→ **Ejercicio propuesto 1**
Enumera todos los papas que se mencionan en el texto sobre el Concilio Vaticano II.
→ **Ejercicio propuesto 2**
Contesta estas preguntas con datos del texto sobre el Concilio Vaticano II:
(a) ¿Qué aniversario se cumple el 11 de octubre?
(b) ¿Qué interrumpió el concilio organizado por Pío IX?
(c) ¿Qué dos constituciones dogmáticas se pudieron votar y ratificar en ese concilio?

→ **Documento**
* Hoy, 11 de octubre, se cumple el sexagésimo aniversario de la apertura del Concilio Ecuménico Vaticano II.
* Pero Juan XXIII no fue el primero en plantear la hipótesis de la convocatoria de un concilio después del Vaticano I.
Es importante saber que un nuevo concilio fue planeado mucho antes de que Juan XXIII diera el paso y lanzara a la Iglesia a una era totalmente nueva, rompiendo con el legado tridentino en muchos aspectos. La idea en ese momento estaba tan en el aire que Pío XI y luego Pío XII, papas reformadores si los hubo, la tomaron en consideración.
No había nada de sorprendente en estos proyectos ya que el concilio anterior, organizado por Pío IX, tuvo que ser interrumpido por la invasión de los Estados Pontificios y la toma de Roma. Solo se pudieron votar y ratificar dos constituciones dogmáticas. Pero no dos cualquiera, ya que se trataba de la constitución Dei Filius sobre la relación entre la fe y la razón y la constitución Pastor Æternus , que debería haber formado un tratado completo sobre la Iglesia pero que, debido a los acontecimientos, se contentó con formular la solemne infalibilidad papal. Quedaba mucho por hacer. Todos eran conscientes del hecho de que era necesario completar el primer concilio Vaticano y aún más.

→ **Información proporcionada**
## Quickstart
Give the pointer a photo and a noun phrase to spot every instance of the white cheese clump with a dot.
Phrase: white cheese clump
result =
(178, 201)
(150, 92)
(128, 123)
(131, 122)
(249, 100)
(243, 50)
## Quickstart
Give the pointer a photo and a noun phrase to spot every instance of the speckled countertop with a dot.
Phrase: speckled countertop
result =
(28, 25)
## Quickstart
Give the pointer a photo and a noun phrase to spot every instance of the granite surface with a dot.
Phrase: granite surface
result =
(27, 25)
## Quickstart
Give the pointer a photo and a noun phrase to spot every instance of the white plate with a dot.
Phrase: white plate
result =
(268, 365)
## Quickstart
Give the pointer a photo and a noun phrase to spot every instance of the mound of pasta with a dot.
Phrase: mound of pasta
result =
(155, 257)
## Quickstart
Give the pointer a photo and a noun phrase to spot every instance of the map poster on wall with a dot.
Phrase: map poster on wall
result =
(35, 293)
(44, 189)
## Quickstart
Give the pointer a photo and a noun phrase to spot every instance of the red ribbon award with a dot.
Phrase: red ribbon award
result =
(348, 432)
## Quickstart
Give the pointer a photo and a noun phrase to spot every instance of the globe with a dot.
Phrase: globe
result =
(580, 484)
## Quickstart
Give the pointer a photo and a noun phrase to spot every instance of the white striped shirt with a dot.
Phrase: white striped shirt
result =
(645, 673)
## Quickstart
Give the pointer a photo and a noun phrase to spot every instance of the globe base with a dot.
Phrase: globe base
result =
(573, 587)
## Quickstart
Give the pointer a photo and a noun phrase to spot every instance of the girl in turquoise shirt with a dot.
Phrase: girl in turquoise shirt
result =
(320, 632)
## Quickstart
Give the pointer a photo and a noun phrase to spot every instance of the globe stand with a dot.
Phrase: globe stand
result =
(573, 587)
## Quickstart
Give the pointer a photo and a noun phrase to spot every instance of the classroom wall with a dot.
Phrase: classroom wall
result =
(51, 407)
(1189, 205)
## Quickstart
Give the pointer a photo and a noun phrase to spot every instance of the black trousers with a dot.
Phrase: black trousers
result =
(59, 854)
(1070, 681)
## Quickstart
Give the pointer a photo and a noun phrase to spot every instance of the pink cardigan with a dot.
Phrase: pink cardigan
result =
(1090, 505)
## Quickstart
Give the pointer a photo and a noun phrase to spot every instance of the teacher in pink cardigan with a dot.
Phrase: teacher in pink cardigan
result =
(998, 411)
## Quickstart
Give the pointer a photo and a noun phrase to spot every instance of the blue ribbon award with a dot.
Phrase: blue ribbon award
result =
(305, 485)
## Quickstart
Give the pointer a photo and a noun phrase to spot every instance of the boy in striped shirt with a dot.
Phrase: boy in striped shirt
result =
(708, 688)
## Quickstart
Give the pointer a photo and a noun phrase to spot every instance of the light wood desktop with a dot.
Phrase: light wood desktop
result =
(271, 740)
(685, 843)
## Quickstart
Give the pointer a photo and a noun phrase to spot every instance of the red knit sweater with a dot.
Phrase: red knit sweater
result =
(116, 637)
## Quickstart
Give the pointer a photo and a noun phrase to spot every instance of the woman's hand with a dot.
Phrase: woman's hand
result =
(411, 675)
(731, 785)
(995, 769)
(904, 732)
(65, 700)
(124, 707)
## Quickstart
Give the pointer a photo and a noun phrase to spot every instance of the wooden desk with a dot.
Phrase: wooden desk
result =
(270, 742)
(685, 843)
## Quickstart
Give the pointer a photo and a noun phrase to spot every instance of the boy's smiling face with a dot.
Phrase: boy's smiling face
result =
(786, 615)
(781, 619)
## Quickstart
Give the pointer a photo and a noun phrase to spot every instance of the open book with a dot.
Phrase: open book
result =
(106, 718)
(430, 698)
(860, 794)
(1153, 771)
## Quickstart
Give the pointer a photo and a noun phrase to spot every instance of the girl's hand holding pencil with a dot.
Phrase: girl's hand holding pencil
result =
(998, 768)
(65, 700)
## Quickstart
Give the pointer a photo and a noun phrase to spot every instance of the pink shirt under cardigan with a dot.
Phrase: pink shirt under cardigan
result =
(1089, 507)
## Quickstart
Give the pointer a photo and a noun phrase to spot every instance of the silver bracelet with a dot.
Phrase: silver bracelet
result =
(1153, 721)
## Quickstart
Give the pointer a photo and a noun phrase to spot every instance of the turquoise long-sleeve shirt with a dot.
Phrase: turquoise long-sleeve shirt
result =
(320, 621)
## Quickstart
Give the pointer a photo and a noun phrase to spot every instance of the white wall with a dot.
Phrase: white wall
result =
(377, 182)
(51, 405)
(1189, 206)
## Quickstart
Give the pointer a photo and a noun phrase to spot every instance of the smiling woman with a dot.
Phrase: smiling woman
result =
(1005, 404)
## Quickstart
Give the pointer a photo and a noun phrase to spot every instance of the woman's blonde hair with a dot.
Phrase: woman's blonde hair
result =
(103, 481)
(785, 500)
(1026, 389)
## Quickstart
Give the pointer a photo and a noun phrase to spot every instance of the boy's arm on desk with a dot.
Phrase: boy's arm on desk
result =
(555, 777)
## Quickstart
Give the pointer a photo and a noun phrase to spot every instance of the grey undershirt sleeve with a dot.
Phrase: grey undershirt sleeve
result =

→ **Resultado del ejercicio 1**
Juan XXIII
Pío XI
Pío XII
Pío IX

→ **Resultado del ejercicio 2**
(a) El sexagésimo aniversario de la apertura del Concilio Ecuménico Vaticano II.
(b) La invasión de los Estados Pontificios y la toma de Roma.
(c) La constitución Dei Filius y la constitución Pastor Æternus.